● **Task brief**: Give everything in the listing below, from the line containing "Q: Locate the green blurred" down to the line containing "x=931, y=248", as a numbered list with blank lines dropped. Leave the pictures out.

***

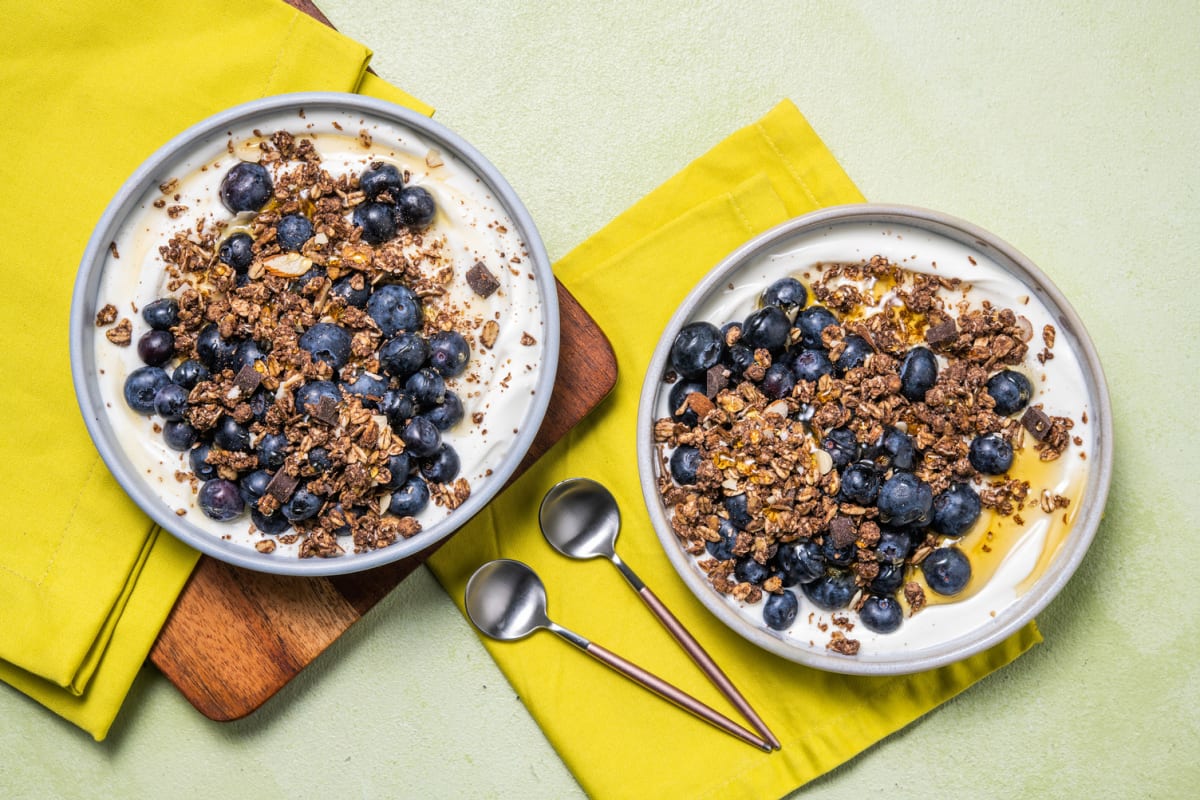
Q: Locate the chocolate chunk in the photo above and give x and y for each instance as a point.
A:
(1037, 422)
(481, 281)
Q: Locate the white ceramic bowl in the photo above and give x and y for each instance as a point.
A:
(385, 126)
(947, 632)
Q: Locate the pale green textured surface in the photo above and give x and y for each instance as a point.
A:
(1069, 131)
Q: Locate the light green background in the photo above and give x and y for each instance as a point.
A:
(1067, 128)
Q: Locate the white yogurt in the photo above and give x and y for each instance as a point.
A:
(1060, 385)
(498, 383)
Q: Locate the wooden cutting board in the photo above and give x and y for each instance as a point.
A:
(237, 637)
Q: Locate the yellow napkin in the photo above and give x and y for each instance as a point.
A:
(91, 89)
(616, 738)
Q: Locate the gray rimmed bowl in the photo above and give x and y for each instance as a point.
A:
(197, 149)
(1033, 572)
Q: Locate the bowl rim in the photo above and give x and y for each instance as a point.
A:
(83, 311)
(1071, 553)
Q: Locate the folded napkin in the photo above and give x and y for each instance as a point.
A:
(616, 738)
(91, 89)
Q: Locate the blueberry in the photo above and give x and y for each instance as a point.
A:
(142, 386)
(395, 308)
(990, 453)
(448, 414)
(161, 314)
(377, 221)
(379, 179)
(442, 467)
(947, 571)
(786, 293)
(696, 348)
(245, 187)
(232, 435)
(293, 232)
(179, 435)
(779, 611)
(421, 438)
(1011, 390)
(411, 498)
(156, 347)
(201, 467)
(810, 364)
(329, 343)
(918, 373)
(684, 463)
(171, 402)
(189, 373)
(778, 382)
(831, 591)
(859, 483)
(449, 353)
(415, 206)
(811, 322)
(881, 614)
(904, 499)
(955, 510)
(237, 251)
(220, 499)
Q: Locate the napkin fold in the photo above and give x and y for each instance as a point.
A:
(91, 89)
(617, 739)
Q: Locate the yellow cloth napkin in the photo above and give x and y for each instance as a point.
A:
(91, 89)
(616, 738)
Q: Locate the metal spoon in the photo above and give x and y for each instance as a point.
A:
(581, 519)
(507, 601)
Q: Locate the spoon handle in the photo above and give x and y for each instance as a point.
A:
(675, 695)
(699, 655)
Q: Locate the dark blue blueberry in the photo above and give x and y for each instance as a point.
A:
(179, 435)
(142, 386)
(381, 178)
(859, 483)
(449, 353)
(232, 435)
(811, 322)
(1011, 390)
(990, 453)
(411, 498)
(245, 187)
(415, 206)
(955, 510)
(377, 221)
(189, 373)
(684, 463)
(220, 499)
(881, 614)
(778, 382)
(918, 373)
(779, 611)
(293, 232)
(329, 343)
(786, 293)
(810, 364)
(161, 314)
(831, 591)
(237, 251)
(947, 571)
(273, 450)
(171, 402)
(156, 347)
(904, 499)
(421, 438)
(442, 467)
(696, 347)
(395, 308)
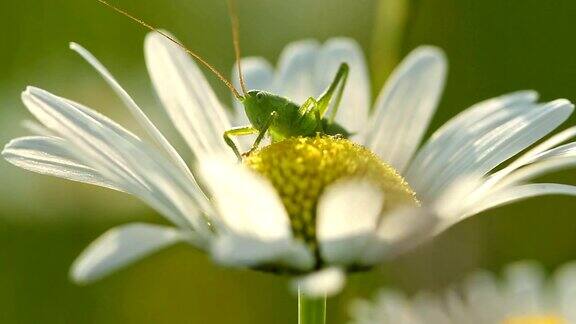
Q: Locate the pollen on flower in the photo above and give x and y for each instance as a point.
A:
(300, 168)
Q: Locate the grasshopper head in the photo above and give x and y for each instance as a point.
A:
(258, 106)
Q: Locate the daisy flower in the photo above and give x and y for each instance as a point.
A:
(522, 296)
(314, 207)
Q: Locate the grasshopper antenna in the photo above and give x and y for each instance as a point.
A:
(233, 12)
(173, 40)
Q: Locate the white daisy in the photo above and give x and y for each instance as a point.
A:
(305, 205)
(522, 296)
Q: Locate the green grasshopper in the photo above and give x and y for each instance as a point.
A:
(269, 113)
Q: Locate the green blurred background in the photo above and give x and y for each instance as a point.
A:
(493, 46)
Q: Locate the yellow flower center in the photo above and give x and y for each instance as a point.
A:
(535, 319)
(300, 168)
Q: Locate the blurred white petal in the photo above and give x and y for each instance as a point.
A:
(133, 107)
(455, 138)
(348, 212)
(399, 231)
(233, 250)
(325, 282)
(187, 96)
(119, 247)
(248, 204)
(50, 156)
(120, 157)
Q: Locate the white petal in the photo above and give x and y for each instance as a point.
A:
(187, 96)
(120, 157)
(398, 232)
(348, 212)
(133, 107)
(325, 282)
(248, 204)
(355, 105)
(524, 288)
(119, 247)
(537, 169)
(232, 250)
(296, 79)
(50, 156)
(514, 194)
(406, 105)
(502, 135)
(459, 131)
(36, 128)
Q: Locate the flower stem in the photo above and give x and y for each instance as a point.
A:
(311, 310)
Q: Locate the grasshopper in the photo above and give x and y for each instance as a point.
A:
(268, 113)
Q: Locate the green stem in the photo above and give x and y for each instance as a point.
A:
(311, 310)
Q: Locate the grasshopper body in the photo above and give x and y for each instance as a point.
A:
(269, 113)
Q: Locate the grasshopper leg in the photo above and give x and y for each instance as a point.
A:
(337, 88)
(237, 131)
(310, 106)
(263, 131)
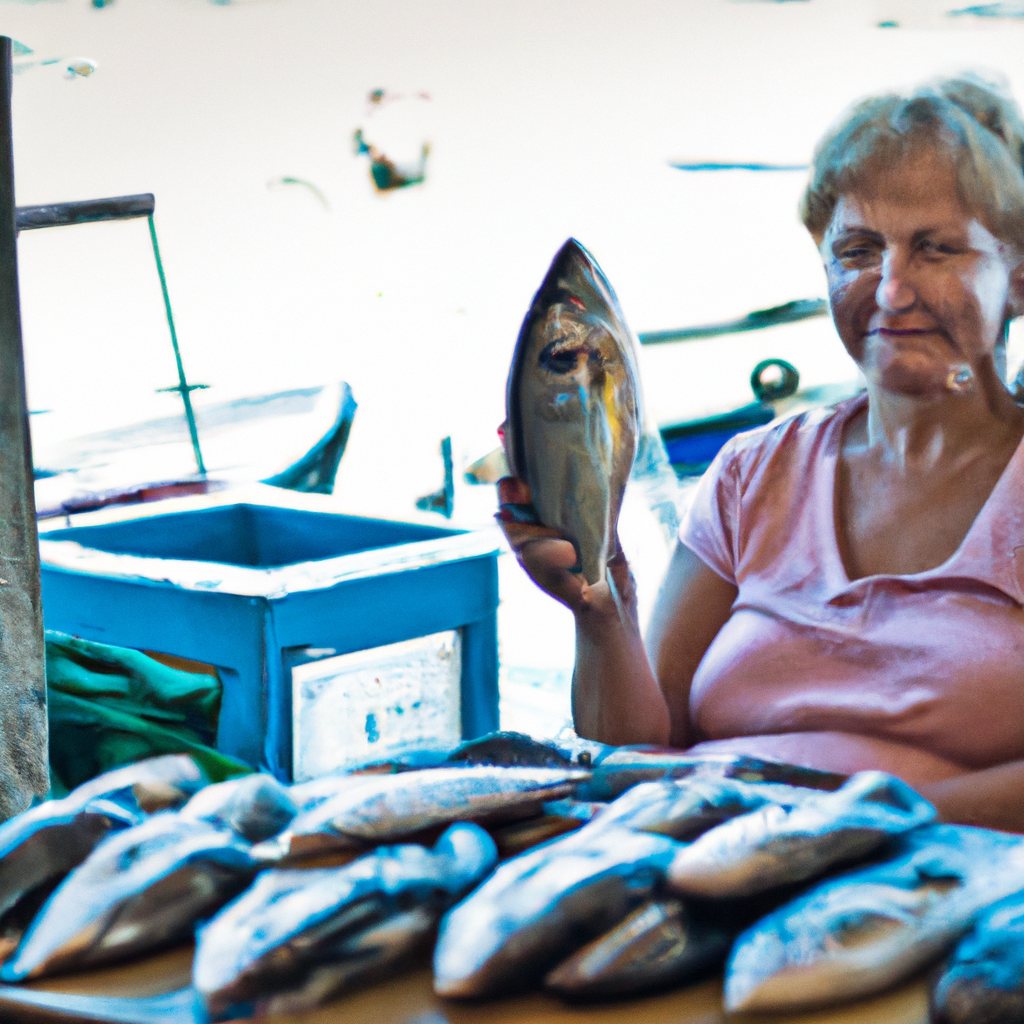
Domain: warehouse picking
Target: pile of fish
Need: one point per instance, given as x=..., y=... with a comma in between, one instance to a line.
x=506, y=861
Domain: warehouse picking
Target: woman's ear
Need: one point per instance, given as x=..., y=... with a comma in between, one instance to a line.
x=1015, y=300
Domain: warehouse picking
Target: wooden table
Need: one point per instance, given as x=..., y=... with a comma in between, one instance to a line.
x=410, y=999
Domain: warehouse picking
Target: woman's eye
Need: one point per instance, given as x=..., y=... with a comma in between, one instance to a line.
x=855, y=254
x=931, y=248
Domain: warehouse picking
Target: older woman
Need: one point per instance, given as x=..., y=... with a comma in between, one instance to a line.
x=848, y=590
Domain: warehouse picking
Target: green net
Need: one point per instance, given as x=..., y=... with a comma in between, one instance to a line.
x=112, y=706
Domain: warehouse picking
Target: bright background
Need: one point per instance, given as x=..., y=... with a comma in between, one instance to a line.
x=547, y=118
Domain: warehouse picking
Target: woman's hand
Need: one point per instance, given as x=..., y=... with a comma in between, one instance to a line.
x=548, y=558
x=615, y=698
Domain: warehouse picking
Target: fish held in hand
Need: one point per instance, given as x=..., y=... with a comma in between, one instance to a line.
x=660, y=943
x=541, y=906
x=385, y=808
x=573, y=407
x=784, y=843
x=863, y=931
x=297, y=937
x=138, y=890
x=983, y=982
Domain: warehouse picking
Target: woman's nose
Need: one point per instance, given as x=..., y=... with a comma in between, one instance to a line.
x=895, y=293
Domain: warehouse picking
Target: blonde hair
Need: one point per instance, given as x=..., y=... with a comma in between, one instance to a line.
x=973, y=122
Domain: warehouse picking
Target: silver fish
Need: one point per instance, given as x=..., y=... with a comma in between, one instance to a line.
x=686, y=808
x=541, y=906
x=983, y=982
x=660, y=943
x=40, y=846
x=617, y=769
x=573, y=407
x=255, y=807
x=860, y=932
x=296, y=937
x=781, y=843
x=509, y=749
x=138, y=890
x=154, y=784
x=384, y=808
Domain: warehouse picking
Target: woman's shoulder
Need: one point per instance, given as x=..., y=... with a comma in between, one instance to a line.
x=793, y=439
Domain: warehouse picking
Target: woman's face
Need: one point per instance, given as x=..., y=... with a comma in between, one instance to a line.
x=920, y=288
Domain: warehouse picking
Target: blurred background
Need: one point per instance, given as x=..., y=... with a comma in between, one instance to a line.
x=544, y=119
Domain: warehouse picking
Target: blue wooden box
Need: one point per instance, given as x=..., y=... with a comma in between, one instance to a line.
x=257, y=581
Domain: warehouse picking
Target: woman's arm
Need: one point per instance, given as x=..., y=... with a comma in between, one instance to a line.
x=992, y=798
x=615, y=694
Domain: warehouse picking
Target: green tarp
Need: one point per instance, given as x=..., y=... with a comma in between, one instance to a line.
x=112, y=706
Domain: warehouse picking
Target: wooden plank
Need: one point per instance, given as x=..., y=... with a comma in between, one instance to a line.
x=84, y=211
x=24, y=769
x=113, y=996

***

● **Reply to the task**:
1. Q: Locate the green blurred background in the photo above and give x and y for each instance as a point.
2. A:
3. (493, 46)
4. Q: Locate the yellow flower center in the photo above and give x and y for each instance as a point.
5. A:
6. (535, 319)
7. (300, 168)
8. Q: Locate the blurred white petal in the photo above and give x and y for each instance as a point.
9. A:
10. (133, 107)
11. (455, 138)
12. (348, 212)
13. (399, 231)
14. (233, 250)
15. (325, 282)
16. (187, 96)
17. (119, 247)
18. (248, 204)
19. (50, 156)
20. (120, 157)
21. Q: Locate the white petal in the photo above and give x and y for each instance as a point.
22. A:
23. (187, 96)
24. (120, 157)
25. (398, 232)
26. (348, 212)
27. (133, 107)
28. (325, 282)
29. (248, 204)
30. (355, 105)
31. (524, 288)
32. (119, 247)
33. (537, 169)
34. (232, 250)
35. (296, 79)
36. (50, 156)
37. (514, 194)
38. (406, 105)
39. (502, 135)
40. (459, 131)
41. (36, 128)
42. Q: Locate the flower stem in the photo above and give x and y for each instance as a point.
43. A:
44. (311, 310)
45. Q: Locate the grasshopper in the photo above and give x and y for each instance as a point.
46. A:
47. (268, 113)
48. Q: Locate the green stem in the photo above and give x and y for each instance as a point.
49. A:
50. (311, 310)
51. Q: Locate the grasshopper body in the photo above and give x and y for each instance as a point.
52. A:
53. (269, 113)
54. Q: Locate the grasshopper leg in the photo above and give x and y for each instance as a point.
55. A:
56. (337, 88)
57. (237, 131)
58. (310, 106)
59. (263, 131)
60. Domain: warehouse picking
61. Target: pile of fish
62. Need: one point per instance, given as x=..., y=... with a comma in between, one instance to a line.
63. x=506, y=861
64. Domain: warehouse picking
65. Target: woman's ear
66. Need: one point per instance, given as x=..., y=... with a comma in between, one instance to a line.
67. x=1015, y=300
68. Domain: warehouse picking
69. Target: wooden table
70. Need: one point per instance, given as x=..., y=... with a comma in between, one instance to a line.
71. x=410, y=999
72. Domain: warehouse picking
73. Target: woman's eye
74. Need: one point per instance, given as x=..., y=... with a comma in between, one instance to a line.
75. x=855, y=254
76. x=931, y=248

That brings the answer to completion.